··· SUPPLIED RECORDS ···

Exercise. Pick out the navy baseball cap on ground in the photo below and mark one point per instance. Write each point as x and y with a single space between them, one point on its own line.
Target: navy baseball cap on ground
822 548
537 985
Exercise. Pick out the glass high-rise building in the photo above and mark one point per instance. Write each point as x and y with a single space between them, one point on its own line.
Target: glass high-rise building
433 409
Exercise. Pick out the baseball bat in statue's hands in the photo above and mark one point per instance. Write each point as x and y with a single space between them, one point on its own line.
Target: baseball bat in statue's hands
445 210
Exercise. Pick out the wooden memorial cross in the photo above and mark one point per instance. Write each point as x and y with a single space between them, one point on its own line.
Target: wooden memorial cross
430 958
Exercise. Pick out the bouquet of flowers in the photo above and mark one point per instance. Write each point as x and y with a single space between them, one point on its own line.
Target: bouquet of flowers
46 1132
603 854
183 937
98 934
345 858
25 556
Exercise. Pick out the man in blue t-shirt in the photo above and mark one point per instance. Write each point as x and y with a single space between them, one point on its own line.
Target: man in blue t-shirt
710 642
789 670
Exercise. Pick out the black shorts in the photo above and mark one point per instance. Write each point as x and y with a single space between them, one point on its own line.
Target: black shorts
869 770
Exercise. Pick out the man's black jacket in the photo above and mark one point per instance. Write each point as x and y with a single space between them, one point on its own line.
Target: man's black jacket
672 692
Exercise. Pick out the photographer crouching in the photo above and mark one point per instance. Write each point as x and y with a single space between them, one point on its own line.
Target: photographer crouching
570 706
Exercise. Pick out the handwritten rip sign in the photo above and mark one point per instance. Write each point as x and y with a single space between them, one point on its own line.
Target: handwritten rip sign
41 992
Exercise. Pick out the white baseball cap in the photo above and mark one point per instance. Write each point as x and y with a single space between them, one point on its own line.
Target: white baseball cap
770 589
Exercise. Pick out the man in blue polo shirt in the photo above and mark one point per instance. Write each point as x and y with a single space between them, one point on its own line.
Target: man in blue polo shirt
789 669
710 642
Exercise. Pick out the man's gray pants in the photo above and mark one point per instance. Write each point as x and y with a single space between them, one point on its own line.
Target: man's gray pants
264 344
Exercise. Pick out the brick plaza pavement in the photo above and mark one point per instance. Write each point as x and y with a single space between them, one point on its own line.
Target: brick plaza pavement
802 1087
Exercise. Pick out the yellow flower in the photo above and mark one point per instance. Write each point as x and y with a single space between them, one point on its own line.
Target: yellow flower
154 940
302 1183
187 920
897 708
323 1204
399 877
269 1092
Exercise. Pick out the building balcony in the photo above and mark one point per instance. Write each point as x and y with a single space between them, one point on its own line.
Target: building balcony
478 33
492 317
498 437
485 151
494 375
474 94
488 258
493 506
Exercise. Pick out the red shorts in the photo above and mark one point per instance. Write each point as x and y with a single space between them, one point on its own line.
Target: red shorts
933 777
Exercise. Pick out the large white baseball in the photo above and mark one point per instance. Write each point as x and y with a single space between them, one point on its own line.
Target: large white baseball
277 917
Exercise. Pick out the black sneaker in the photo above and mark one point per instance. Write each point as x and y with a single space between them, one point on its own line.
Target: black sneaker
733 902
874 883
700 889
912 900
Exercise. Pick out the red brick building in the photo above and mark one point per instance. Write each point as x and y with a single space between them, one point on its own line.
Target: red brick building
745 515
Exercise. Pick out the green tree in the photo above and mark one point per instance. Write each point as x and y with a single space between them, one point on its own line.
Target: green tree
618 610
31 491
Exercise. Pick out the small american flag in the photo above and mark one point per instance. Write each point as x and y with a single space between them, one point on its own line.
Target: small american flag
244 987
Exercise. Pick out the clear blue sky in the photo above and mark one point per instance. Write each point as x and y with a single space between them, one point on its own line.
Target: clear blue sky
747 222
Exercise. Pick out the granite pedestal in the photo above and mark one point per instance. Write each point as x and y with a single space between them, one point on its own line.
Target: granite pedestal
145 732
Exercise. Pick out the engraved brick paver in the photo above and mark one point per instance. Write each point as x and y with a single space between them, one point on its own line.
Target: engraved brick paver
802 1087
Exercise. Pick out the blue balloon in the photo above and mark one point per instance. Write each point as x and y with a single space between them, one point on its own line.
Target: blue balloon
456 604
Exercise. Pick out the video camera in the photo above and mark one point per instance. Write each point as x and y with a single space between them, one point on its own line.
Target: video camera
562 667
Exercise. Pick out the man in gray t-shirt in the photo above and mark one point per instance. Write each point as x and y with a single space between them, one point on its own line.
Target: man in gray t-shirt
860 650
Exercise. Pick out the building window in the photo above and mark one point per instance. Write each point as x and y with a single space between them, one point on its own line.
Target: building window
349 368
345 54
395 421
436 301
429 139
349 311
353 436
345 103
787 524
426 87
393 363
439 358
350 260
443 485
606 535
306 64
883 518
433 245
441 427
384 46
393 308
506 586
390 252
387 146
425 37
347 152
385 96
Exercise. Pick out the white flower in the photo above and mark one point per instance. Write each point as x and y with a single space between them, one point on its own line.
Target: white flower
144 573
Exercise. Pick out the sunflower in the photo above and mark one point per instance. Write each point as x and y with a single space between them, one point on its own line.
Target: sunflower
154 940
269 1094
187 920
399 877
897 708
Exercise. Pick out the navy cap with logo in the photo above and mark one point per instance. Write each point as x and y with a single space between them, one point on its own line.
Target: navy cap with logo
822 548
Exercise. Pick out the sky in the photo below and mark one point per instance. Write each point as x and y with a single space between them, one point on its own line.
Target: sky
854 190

···

#### THE REQUEST:
Quote every one of the lines above word for word, leaving nothing out and changing nothing.

#### IN RESPONSE:
Exercise. Pick out the navy baseball cap on ground in the photo below and mark one point per instance. Write each point as x and y with a single space between them, one point on its own line.
Target: navy baseball cap on ground
822 548
537 985
Exercise. Pick out the glass high-rise building in the photo above and mark one point per instance. Write each point as x and y with a single space between them, one point on its own line.
Target: glass high-rise building
433 409
Exercise. Pick out the baseball bat in statue's hands in the photo above and mark one point per instance. Write each point as x and y with a single space between them, one point on its own line.
Target: baseball bat in statue's hands
445 210
Exercise. Pick out the wooden memorial cross in the photo above and mark one point per instance. Write each point as x and y with a single space between them, one point on its own line.
Target: wooden memorial cross
430 958
Exercise. Pick out the bouquet of flowers in the photo above and mark one point per instance. Write each point as x and y with a single space between them, one point on its own line.
Target: bouquet of flowers
46 1132
603 854
183 937
98 934
345 858
25 556
Exercise. Pick out the man in blue t-shirt in the photo above and mark one point per instance. Write each point as x and y with a single space between them, one point on its own line.
Target: man in blue t-shirt
710 642
789 670
Exercise. Pick out the black shorts in the photo above and mark one point per instance. Write each point as x and y with a single space between them, one point on its own line.
Target: black shorts
869 770
Exercise. Pick out the man's black jacket in the photo above and mark one point per instance. Write each point as x and y with a single space between them, one point on its own line.
Target: man's black jacket
672 692
Exercise. Pick out the photographer crouching in the photo above and mark one point per instance. Write each point as x and y with a single space between them, one point on its own line.
Target: photographer crouching
570 706
Exercise. Pick out the handwritten rip sign in the photo above and mark one point per instance. Write each point as x and y with a single space between them, one point on its own line.
Target: handwritten rip sign
41 992
Exercise. Pick out the white baseball cap in the photo above and mark one point per instance. Write each point as x and y with a single space between them, one point on its own line.
Target: white baseball cap
770 589
Exercise. Pick out the man in blue polo shirt in the photo above and mark one point per instance. Write each point as x and y with a single space between them, one point on its own line.
Target: man in blue polo shirt
789 669
710 642
Exercise. Pick out the man's gray pants in the photo above and mark one point per instance. Write each point as x and y with a single space between them, one point on its own line.
Target: man's gray pants
264 344
Exercise. Pick out the brick plaza pavement in the photo above and mark one point per instance. Write each point as x and y with a single space between them, one point on its own line.
Target: brick plaza pavement
802 1087
Exercise. Pick out the yellow flower in the photo above and mark one point per instance. Write each point as x and y with a single space between them, one point on its own line.
Target: yellow flower
154 940
302 1183
187 920
897 708
323 1204
399 877
269 1092
Exercise. Pick out the building balcony in the photo above and mark one point per instance. Write each point as x and y with a single space between them, one point on its own line.
Target: building balcony
478 33
492 317
498 437
485 151
494 375
474 94
488 258
493 506
Exercise. Pick out the red shorts in the photo above and mark one point per instance. Write each point as x and y with a single space between them, one point on its own line.
Target: red shorts
933 777
Exercise. Pick out the large white baseball in the photo above and mark one point per instance. Write each point as x and y with a single space between them, one point on its own line.
Target: large white baseball
277 917
Exercise. Pick out the black sneaker in the photo above and mark one point per instance. Write each point as x and y with a single space between them, one point on its own line.
Target: black sneaker
733 902
874 883
700 889
912 900
Exercise. Pick out the red brick building in the photo above and mark one point per instance. Write each point as x and y with a single space between them, one point on its own line.
Target: red brick building
745 515
Exercise. Pick out the green tree in the photo above and mark one point per instance. Write each point as x and y with a single space between them, one point on its own line.
Target: green tree
618 610
31 491
Exercise. Pick out the small american flag in the photo above and mark one point per instance. Write each point as x and y with a single space between them, one point on its own line.
Target: small american flag
244 987
Exercise. Pick out the clear blue sky in the photo above and mark one point per instance. Write each point as x and y with a single space between them, one point on its own line.
Target: clear blue sky
747 222
Exercise. Pick out the granite pedestal in the photo above and mark one point per instance. Write each point as x and y with a single space between them, one point on its own line.
Target: granite pedestal
145 732
Exercise. Pick out the engraved brick paver in the photo above and mark one point per instance. Write each point as x and y with a single space between them, one point on its own line.
Target: engraved brick paver
802 1087
Exercise. Pick out the blue balloon in the photo above and mark one point per instance. Write each point as x and y with a single space between them, one point on its own line.
Target: blue balloon
456 604
Exercise. Pick out the video camera in the photo above and mark one point per instance. Write each point as x and y with a single space between them, one point on its own line.
Target: video camera
562 667
Exercise. Pick out the man in gray t-shirt in the photo above and mark one point per instance. Write each point as x and y with a single space between them, one point on its own line.
Target: man in gray t-shirt
860 650
Exercise. Pick out the building window in the photo above and mark one point per instance. Write each point as x and y with a single space between them, one point on its own line.
Target: building window
349 368
345 54
395 421
436 301
429 139
349 311
353 436
345 103
787 524
426 87
393 363
439 358
350 260
443 485
606 535
306 64
883 518
433 245
441 427
384 46
393 308
506 586
390 252
387 146
425 37
347 152
385 96
Exercise. Pick out the white flower in the photo above and mark one point per instance. Write each point as x and y with a single space between them, one point on its own line.
Target: white flower
144 573
Exercise. Pick out the sunflower in the photo above and mark one point per instance. Write each point as x and y with a single space between them, one point on its own line.
Target: sunflower
154 940
269 1094
187 920
399 877
897 708
Exercise. Pick out the navy cap with logo in the photo above and mark one point per instance. Write each point as x and y with a single space between them, one point on its own line.
Target: navy cap with logo
822 548
Exercise. Pick out the sky in the photo below and mark one point per instance. Write each point as x and y with a single space between them, one point on its own line.
Target: sky
854 190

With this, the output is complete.